THE PROBLEM:
Give the lines below, from the one containing "Annotation task: mark the gray" through the last line, inclusive, as a numbered list, leaving out any blank lines.
+++ RECORDS FOR THE EXERCISE
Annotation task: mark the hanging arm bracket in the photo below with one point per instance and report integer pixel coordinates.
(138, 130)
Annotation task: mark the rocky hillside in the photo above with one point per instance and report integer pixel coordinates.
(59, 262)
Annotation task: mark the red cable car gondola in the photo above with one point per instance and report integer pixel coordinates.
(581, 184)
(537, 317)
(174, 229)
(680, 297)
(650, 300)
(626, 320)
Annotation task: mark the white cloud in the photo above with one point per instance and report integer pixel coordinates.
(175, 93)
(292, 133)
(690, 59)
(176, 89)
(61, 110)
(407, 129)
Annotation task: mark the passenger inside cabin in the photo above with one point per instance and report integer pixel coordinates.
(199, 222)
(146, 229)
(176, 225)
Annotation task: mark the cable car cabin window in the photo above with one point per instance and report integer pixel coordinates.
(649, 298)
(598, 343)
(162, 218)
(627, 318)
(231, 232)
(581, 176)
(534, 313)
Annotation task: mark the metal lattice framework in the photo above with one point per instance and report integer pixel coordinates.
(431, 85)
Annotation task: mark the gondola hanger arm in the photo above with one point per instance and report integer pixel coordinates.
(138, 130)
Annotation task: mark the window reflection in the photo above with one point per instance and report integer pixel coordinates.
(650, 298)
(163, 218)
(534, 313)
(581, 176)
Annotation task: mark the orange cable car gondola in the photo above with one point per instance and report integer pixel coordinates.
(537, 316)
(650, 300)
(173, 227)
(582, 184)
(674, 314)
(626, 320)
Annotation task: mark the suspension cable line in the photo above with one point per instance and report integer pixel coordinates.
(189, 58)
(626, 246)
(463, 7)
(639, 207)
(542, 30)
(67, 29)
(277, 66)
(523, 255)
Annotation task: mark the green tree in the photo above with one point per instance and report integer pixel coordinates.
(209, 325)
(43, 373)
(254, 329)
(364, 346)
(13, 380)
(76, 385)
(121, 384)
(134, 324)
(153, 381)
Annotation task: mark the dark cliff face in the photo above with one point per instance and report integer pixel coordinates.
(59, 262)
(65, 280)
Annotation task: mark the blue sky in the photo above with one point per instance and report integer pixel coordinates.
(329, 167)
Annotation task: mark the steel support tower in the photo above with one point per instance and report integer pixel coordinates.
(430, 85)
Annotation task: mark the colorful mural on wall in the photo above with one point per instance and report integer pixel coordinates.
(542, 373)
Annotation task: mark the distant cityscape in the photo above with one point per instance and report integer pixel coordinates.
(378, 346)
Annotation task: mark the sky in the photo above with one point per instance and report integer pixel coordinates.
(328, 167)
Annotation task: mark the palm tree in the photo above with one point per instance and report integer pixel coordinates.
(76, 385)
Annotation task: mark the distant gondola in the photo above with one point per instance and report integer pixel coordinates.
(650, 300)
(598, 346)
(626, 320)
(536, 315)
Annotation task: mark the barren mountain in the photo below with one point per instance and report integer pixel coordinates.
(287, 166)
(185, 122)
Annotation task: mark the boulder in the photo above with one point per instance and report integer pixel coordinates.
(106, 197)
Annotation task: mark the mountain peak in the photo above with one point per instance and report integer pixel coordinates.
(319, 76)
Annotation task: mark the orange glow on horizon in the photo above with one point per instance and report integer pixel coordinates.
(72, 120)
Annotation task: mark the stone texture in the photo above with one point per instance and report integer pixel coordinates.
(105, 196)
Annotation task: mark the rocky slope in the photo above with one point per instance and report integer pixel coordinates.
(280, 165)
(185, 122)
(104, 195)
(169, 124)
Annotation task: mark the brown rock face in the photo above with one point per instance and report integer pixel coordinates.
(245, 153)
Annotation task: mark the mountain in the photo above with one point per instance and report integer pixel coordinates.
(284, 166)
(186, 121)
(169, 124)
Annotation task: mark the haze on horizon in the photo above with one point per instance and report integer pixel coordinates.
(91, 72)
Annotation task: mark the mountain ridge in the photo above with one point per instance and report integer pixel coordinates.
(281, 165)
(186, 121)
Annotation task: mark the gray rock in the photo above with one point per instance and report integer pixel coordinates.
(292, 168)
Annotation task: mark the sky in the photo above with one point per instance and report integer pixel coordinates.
++++++
RESPONSE:
1. Annotation task: mark the gray rock in the photo above with one point per instance and report integer pixel coordinates.
2. (292, 168)
3. Annotation task: mark the sky in the photo above with one point per instance and report integer pixel coordinates.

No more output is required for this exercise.